START Input rows
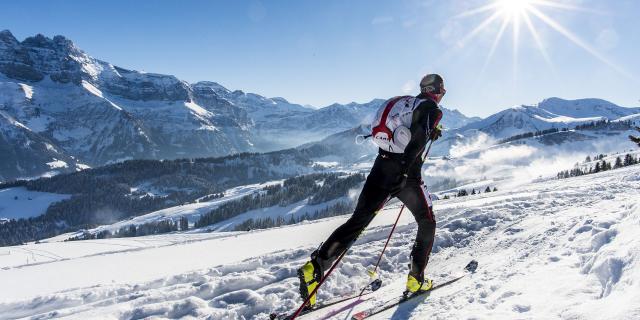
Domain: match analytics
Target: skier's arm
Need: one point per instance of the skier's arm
END Input rows
START Input rows
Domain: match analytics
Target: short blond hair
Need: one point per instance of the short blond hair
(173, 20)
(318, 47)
END Input rows
## Exercise task
Please select each line of the records above that contains the word "Target", matching case exactly, and copy those lines out.

## Expected output
Target: skier's arm
Target: short blond hair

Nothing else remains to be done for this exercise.